● **RECORDS TO PROCESS**:

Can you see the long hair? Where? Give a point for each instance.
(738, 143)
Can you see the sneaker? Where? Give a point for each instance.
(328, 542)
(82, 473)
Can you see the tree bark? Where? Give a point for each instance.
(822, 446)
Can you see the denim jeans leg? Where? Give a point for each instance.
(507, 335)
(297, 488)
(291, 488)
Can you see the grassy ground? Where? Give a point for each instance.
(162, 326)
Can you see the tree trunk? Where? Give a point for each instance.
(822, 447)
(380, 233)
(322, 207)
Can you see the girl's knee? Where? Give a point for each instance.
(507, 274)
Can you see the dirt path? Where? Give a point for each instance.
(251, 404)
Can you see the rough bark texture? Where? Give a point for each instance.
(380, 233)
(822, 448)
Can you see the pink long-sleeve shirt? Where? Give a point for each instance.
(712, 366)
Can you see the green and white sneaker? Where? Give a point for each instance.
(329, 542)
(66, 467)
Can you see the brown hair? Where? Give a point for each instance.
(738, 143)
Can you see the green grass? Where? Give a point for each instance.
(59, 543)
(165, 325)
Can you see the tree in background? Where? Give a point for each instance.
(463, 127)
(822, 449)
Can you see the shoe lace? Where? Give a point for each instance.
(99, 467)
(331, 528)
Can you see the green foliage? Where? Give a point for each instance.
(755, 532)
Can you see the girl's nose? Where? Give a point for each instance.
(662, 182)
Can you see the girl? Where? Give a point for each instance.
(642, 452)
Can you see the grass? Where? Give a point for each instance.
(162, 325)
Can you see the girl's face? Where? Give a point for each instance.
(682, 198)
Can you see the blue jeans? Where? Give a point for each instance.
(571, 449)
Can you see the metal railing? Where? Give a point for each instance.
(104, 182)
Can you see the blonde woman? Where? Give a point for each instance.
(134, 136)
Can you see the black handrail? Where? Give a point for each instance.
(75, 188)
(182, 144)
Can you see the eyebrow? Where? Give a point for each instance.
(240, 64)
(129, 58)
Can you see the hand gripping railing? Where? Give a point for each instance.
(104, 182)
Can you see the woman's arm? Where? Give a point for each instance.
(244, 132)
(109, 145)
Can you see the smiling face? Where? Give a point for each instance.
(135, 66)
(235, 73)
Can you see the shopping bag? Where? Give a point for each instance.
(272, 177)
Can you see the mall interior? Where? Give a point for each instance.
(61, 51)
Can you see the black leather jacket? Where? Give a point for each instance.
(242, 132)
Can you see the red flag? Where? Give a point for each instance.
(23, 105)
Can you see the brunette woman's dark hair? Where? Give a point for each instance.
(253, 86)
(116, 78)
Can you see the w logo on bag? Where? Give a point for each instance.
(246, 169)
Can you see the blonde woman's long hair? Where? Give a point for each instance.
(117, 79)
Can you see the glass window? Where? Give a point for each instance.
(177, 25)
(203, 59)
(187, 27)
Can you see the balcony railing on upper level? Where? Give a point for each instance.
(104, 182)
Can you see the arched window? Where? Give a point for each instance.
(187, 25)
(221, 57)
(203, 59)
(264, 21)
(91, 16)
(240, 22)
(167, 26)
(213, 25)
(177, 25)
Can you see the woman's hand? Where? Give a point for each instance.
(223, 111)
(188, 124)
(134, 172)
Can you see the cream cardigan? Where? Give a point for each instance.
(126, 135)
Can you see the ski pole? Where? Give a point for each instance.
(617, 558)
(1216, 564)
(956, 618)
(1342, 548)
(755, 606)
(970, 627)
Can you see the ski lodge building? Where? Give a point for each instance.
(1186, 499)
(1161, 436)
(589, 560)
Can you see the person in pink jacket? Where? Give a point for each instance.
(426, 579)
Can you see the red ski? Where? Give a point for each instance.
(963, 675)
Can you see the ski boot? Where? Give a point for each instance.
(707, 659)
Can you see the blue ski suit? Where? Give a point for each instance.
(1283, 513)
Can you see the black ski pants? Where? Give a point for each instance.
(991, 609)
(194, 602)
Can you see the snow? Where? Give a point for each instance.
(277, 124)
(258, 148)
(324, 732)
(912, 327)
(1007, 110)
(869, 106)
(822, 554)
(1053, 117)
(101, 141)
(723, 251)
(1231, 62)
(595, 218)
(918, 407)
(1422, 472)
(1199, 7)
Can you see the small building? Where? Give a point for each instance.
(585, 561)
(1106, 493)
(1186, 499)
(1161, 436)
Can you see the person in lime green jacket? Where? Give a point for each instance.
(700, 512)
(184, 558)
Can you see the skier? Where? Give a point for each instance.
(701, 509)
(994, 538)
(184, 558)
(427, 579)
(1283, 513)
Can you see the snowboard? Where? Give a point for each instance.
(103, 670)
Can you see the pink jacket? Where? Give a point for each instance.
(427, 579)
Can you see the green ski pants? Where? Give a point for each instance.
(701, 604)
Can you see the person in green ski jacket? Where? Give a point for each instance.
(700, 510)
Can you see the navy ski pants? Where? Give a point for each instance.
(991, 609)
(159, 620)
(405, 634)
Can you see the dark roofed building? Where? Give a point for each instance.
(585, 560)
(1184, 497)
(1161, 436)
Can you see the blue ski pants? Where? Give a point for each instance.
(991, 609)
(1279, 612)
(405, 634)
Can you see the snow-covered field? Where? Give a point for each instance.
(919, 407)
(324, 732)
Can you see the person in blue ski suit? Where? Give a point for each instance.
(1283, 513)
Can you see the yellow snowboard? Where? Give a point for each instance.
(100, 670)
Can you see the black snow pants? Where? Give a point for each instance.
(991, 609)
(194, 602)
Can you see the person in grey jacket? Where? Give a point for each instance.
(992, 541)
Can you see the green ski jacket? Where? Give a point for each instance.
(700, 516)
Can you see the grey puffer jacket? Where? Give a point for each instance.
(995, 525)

● **WHAT YOU SHOULD DO**: Please copy every line of the material exactly.

● **ANSWER FOR THIS EXERCISE**:
Can you see the long hair? Where? Give a point for each instance.
(738, 143)
Can you see the sneaker? Where? Give a point for each instance.
(328, 542)
(82, 473)
Can you see the tree bark? Where? Give a point for each instance.
(822, 446)
Can you see the denim jeans leg? Where? Give a point for each instance.
(507, 335)
(297, 488)
(291, 488)
Can you see the grassy ground? Where? Give a point for each instance.
(162, 326)
Can you see the tree trunk? Where? Give a point for each instance.
(822, 447)
(380, 233)
(322, 207)
Can you see the girl's knee? Where? Give a point for each instance.
(507, 274)
Can you see the dirt path? Where? Give a point for each instance.
(251, 404)
Can you see the rough bark texture? Where? Give a point for each instance.
(380, 233)
(822, 448)
Can you see the pink long-sleeve shirt? Where? Give a point for each instance.
(712, 366)
Can you see the green and white sneaker? Where? Give a point for each instance.
(329, 542)
(66, 467)
Can you see the brown hair? Where? Give a point for each instance.
(738, 143)
Can you see the green grass? Where? Give a point for each instance.
(59, 543)
(165, 325)
Can you see the tree in background? Where? Give a point for each instance.
(463, 127)
(822, 449)
Can you see the shoe lace? Where? Give a point for each instance.
(99, 467)
(331, 528)
Can you see the green foliage? Where? Give a point for each instance.
(755, 532)
Can you see the girl's nose? Where? Give a point for each instance.
(662, 182)
Can you see the girl? Where? Give a point for each instance.
(642, 452)
Can you see the grass? Where? Give a point for each instance.
(162, 325)
Can you see the girl's face? Where? Give a point for each instance.
(682, 198)
Can you see the blue jeans? Where? Give a point for each instance.
(571, 449)
Can you see the metal railing? Where? Give a point for each instance.
(104, 182)
Can you see the blonde woman? Where? Give a point for each instance.
(134, 136)
Can you see the black handrail? Where? Give a point for each instance.
(75, 188)
(182, 144)
Can you see the eyebrow? Where? Give a point for each instance.
(240, 64)
(129, 58)
Can you see the hand gripping railing? Where? Give a point for each instance.
(104, 182)
Can you see the woman's arm? Where? Give a point for each instance.
(244, 132)
(109, 145)
Can you see the smiling face? Where? Give a point for each instance.
(135, 66)
(235, 73)
Can you see the shopping bag? Where? Give a point for each instance.
(272, 177)
Can you see the mall interior? Where? Give a point for each instance.
(61, 51)
Can you see the black leather jacket? Where? Give a point for each instance.
(242, 132)
Can you see the red flag? Where? Give a point for each instance.
(23, 105)
Can you see the brunette woman's dark hair? Where? Give a point for each instance.
(253, 86)
(116, 78)
Can you see the w logo on bag? Where? Give a point for each instance.
(246, 169)
Can you see the blonde woman's long hair? Where? Give a point for each instance.
(117, 79)
Can you see the glass window? Where? Give a point for each instance.
(177, 25)
(203, 59)
(187, 27)
Can you see the balcony railing on upper level? Where? Give a point for each instance.
(104, 182)
Can you see the arched window? Where? Give a point for each instance.
(187, 25)
(221, 57)
(203, 59)
(264, 21)
(91, 16)
(240, 22)
(167, 26)
(213, 25)
(177, 25)
Can you see the woman's hand? Where? Give a point for each instance.
(223, 111)
(188, 124)
(134, 172)
Can you see the cream cardigan? Where? Give a point for each instance.
(126, 135)
Can you see the ski pole? Where? Give a point for each instance.
(617, 558)
(1216, 564)
(956, 618)
(1342, 548)
(755, 606)
(970, 627)
Can you see the ski lodge building? Where? Give a point for each instance.
(1186, 499)
(1161, 436)
(589, 560)
Can you see the person in pink jacket? Where? Give a point for each instance.
(426, 579)
Can you see the red ski? Where? Give a point for each instance.
(963, 675)
Can you see the ski boot? Where? Give a point for each instance.
(707, 659)
Can you see the blue ski suit? Where? Give a point for each instance.
(1283, 513)
Can you see the black ski pants? Where? Give a point for each instance.
(991, 609)
(194, 602)
Can you see the snow? Where? Give a point for each instance.
(277, 124)
(258, 148)
(324, 732)
(912, 327)
(1007, 110)
(869, 106)
(822, 554)
(1053, 117)
(101, 141)
(723, 251)
(1231, 62)
(595, 218)
(918, 407)
(1422, 472)
(1199, 7)
Can you see the small building? Where? Give a point for each instance.
(585, 561)
(1106, 493)
(1186, 499)
(1161, 436)
Can you see the person in lime green jacket? Where? Give a point for each instance.
(700, 512)
(184, 558)
Can you see the skier? Where? Give a point for each instance.
(701, 509)
(994, 538)
(184, 558)
(427, 579)
(1283, 513)
Can you see the snowboard? Where? Give a point for each instance.
(103, 670)
Can you see the pink jacket? Where? Give a point for each instance.
(427, 579)
Can you see the green ski pants? Where? Give a point for each instance.
(701, 604)
Can you see the person in green ski jacket? Where? Give a point for each instance.
(700, 510)
Can you see the navy ski pants? Where? Give a point for each instance.
(991, 609)
(159, 620)
(405, 634)
Can you see the dark roofed building? Where? Give a point for each instance.
(585, 560)
(1184, 497)
(1161, 436)
Can you see the blue ski pants? Where? Give a point for each instance.
(991, 609)
(1279, 612)
(405, 634)
Can you see the snow-covered field? Where? Give a point for each instance.
(919, 407)
(324, 732)
Can you see the person in blue ski suit? Where? Give a point for each instance.
(1283, 513)
Can you see the yellow snowboard? Where? Give a point for each instance.
(100, 670)
Can you see the black snow pants? Where? Give a point for each instance.
(991, 609)
(194, 602)
Can you see the person in grey jacket? Where? Give a point for each instance.
(992, 541)
Can you see the green ski jacket? Where? Give a point for each instance.
(700, 516)
Can you see the grey puffer jacket? Where? Give a point for each instance.
(995, 525)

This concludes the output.